# Bloco de texto:
:::::
Preocupando-nos com isso, devemos nos lembrar de que o jovem precisa ser alertado, orientado e exemplificado nos princípios básicos da Etiqueta Médica. São toques de atitudes primárias, mas que tornam a relação médico-paciente a muralha para sustentar o sucesso terapêutico e o respeito mútuo doente-médico. É necessário valorizar o comportamento nos mais variados capítulos, v.g: uso do avental, vestuário, cumprimentos, chamar pelo nome, cuidado com as mãos, uso da palavra, diálogo, não mascar, pontualidade, não assentar-se no leito, objetos sobre o leito, visita (e não corrida), encenação, sigilo, consentimento (consenso pleno), exames da mulher e do homem, intimidade, acompanhante, encaminhamento, opinião médica, equipe médica, telefone, família, esposo(a), secretária, enfermagem, paramédicos, funcionários, conversa de corredor, chefia e administração superiores, sociedades médicas, convênios, SUS, representante de laboratório, conflito de interesse, convidado, relacionamento com aluno, professor e doente, sala de aula, na rua, no lazer, política, filantropia, funeral, internet, correio médico, tolerância, agradecimento, honorário, cultura geral.
:::::
# Conjunto de entradas:
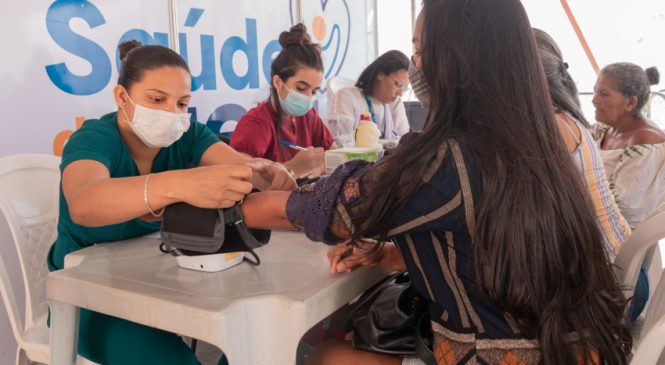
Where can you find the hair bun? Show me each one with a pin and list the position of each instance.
(125, 47)
(297, 35)
(653, 75)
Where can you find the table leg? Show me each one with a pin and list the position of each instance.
(64, 332)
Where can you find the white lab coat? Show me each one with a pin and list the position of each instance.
(349, 103)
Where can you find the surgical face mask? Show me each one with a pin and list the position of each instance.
(418, 85)
(157, 128)
(296, 103)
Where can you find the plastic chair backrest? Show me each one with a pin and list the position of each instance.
(651, 340)
(29, 187)
(333, 86)
(630, 257)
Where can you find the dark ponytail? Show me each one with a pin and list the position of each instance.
(297, 51)
(137, 59)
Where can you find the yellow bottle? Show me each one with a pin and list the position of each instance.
(367, 134)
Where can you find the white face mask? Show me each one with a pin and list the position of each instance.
(157, 128)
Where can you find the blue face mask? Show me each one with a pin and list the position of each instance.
(296, 103)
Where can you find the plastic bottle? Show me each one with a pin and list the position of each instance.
(367, 134)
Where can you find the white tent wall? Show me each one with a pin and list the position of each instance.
(63, 64)
(615, 30)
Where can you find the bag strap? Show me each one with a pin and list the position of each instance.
(234, 216)
(423, 349)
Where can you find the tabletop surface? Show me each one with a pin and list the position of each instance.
(292, 266)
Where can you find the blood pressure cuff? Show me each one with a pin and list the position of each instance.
(191, 231)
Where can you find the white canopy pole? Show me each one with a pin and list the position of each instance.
(174, 42)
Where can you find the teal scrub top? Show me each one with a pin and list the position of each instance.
(100, 140)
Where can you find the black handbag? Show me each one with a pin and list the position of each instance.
(192, 231)
(392, 318)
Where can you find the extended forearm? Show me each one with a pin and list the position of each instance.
(111, 201)
(266, 210)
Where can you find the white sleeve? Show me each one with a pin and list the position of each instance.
(343, 118)
(401, 121)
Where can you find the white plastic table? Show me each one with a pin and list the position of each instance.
(256, 315)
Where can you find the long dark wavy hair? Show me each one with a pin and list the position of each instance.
(539, 254)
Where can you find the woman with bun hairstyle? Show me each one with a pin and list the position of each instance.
(118, 173)
(275, 128)
(632, 147)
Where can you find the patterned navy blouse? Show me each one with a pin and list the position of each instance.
(432, 233)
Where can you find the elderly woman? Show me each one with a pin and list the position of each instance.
(632, 147)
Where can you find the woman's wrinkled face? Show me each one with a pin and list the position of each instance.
(611, 105)
(165, 88)
(390, 87)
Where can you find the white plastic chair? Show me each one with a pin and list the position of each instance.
(29, 188)
(650, 340)
(650, 345)
(334, 85)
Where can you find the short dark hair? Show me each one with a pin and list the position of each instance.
(386, 64)
(137, 59)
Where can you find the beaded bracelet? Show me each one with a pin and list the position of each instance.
(145, 199)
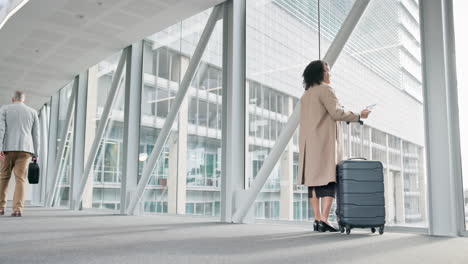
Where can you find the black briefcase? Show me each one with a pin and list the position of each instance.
(33, 172)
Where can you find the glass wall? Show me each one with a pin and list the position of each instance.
(461, 42)
(380, 64)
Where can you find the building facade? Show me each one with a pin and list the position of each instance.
(381, 64)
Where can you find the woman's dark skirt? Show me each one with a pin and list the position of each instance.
(328, 190)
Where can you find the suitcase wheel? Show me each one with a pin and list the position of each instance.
(381, 230)
(348, 230)
(342, 229)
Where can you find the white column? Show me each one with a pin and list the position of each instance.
(445, 194)
(91, 121)
(233, 125)
(78, 134)
(286, 183)
(132, 118)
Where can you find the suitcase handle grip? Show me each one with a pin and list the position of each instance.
(358, 158)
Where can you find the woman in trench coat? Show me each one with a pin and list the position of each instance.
(320, 140)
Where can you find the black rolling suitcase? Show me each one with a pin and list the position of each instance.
(33, 172)
(360, 195)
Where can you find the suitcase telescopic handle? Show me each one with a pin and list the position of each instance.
(359, 158)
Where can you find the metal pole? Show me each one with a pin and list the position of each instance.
(131, 137)
(79, 134)
(114, 90)
(61, 149)
(288, 131)
(166, 129)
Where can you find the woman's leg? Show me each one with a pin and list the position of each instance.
(315, 203)
(327, 202)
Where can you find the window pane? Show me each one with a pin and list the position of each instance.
(104, 191)
(187, 177)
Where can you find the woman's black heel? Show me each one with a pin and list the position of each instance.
(316, 225)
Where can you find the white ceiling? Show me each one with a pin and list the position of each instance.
(47, 42)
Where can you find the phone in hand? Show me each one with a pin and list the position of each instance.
(370, 107)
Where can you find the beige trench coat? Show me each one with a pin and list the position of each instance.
(320, 143)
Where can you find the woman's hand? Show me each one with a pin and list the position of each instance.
(365, 113)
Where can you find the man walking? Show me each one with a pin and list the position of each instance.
(19, 142)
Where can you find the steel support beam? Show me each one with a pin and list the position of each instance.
(114, 90)
(43, 158)
(288, 131)
(61, 149)
(132, 119)
(445, 192)
(79, 133)
(166, 129)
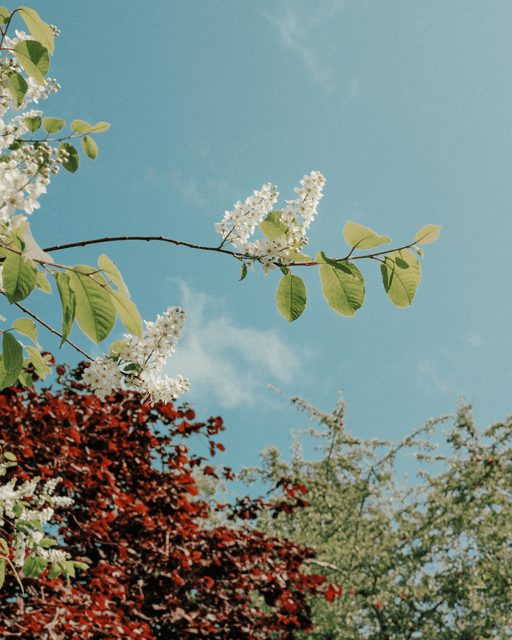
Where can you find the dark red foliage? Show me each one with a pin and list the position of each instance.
(154, 572)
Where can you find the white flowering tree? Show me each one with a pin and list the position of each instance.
(96, 296)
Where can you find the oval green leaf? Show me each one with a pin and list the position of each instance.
(90, 147)
(26, 327)
(127, 313)
(401, 284)
(80, 126)
(68, 301)
(291, 297)
(53, 125)
(18, 88)
(39, 30)
(342, 285)
(33, 124)
(19, 277)
(73, 162)
(361, 237)
(33, 58)
(95, 312)
(427, 234)
(12, 360)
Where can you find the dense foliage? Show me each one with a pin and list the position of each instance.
(155, 570)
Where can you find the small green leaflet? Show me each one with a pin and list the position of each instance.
(33, 124)
(79, 126)
(33, 58)
(427, 234)
(68, 301)
(342, 285)
(53, 125)
(12, 359)
(19, 277)
(291, 297)
(399, 282)
(95, 312)
(110, 269)
(18, 88)
(127, 313)
(4, 15)
(90, 147)
(362, 238)
(39, 30)
(26, 327)
(73, 162)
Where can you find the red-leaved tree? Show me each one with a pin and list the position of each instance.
(154, 571)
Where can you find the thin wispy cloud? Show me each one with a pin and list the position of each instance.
(428, 376)
(294, 28)
(233, 364)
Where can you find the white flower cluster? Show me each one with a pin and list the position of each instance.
(144, 356)
(19, 189)
(239, 224)
(9, 496)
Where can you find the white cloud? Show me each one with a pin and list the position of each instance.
(293, 25)
(427, 374)
(232, 363)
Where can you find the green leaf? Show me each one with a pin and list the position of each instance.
(100, 126)
(271, 227)
(33, 58)
(32, 249)
(55, 571)
(18, 88)
(39, 30)
(127, 313)
(53, 125)
(296, 256)
(32, 567)
(27, 327)
(42, 282)
(342, 285)
(19, 277)
(79, 126)
(362, 238)
(90, 147)
(26, 379)
(46, 543)
(427, 234)
(401, 284)
(108, 267)
(33, 124)
(291, 297)
(73, 162)
(95, 312)
(118, 346)
(40, 366)
(68, 301)
(12, 359)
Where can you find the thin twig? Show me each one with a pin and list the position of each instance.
(52, 330)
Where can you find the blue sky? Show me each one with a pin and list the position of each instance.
(403, 107)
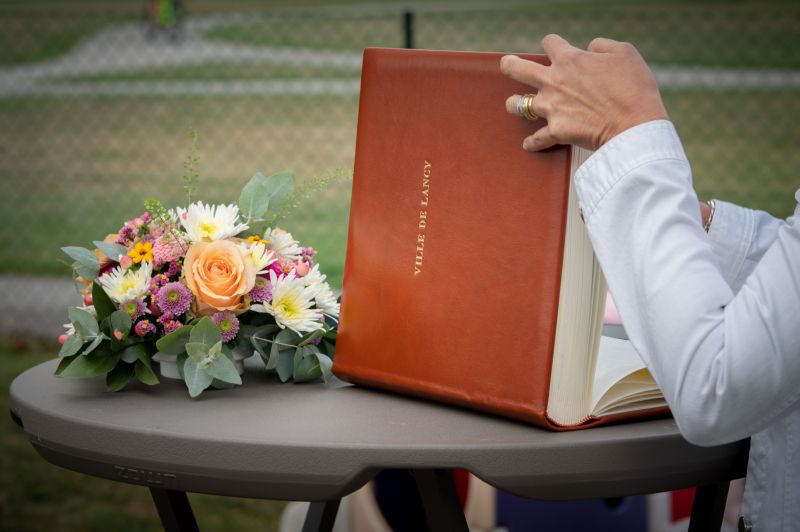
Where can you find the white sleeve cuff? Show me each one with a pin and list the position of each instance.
(634, 147)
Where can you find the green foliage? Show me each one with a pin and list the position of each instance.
(86, 264)
(84, 322)
(262, 193)
(111, 250)
(174, 343)
(71, 346)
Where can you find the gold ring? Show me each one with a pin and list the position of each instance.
(525, 107)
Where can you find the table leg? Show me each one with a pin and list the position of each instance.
(174, 510)
(321, 516)
(437, 490)
(709, 507)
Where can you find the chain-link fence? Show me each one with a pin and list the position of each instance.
(96, 102)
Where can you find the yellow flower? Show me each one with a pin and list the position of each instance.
(142, 251)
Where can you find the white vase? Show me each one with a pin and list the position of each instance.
(168, 364)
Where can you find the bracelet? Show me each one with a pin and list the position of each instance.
(713, 205)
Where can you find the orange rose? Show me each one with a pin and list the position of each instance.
(218, 275)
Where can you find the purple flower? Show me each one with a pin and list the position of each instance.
(174, 298)
(174, 269)
(228, 324)
(144, 327)
(134, 308)
(262, 290)
(169, 323)
(157, 282)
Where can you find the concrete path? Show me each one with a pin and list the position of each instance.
(126, 48)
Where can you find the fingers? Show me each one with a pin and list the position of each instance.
(602, 45)
(541, 140)
(523, 71)
(554, 45)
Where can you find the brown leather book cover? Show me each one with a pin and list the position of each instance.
(456, 236)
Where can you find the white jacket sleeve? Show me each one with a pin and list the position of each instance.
(727, 357)
(739, 238)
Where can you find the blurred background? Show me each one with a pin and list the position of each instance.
(97, 99)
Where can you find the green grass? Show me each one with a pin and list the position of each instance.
(77, 168)
(37, 496)
(698, 34)
(214, 71)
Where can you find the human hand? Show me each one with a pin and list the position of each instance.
(586, 97)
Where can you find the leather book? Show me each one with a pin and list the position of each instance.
(453, 286)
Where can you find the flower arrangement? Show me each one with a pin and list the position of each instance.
(201, 287)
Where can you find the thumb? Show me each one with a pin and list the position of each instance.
(602, 45)
(541, 140)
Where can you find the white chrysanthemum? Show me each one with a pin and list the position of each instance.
(283, 244)
(324, 297)
(125, 285)
(291, 304)
(259, 255)
(206, 223)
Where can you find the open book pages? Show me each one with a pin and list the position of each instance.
(590, 376)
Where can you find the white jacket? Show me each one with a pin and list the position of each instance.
(715, 316)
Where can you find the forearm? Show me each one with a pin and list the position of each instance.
:::::
# Instrução:
Duplique na íntegra o texto sobre etiqueta médica, sem qualquer alteração. Responda com base somente no texto, sem recorrer às entradas.

# Resposta esperada:
Preocupando-nos com isso, devemos nos lembrar de que o jovem precisa ser alertado, orientado e exemplificado nos princípios básicos da Etiqueta Médica. São toques de atitudes primárias, mas que tornam a relação médico-paciente a muralha para sustentar o sucesso terapêutico e o respeito mútuo doente-médico. É necessário valorizar o comportamento nos mais variados capítulos, v.g: uso do avental, vestuário, cumprimentos, chamar pelo nome, cuidado com as mãos, uso da palavra, diálogo, não mascar, pontualidade, não assentar-se no leito, objetos sobre o leito, visita (e não corrida), encenação, sigilo, consentimento (consenso pleno), exames da mulher e do homem, intimidade, acompanhante, encaminhamento, opinião médica, equipe médica, telefone, família, esposo(a), secretária, enfermagem, paramédicos, funcionários, conversa de corredor, chefia e administração superiores, sociedades médicas, convênios, SUS, representante de laboratório, conflito de interesse, convidado, relacionamento com aluno, professor e doente, sala de aula, na rua, no lazer, política, filantropia, funeral, internet, correio médico, tolerância, agradecimento, honorário, cultura geral.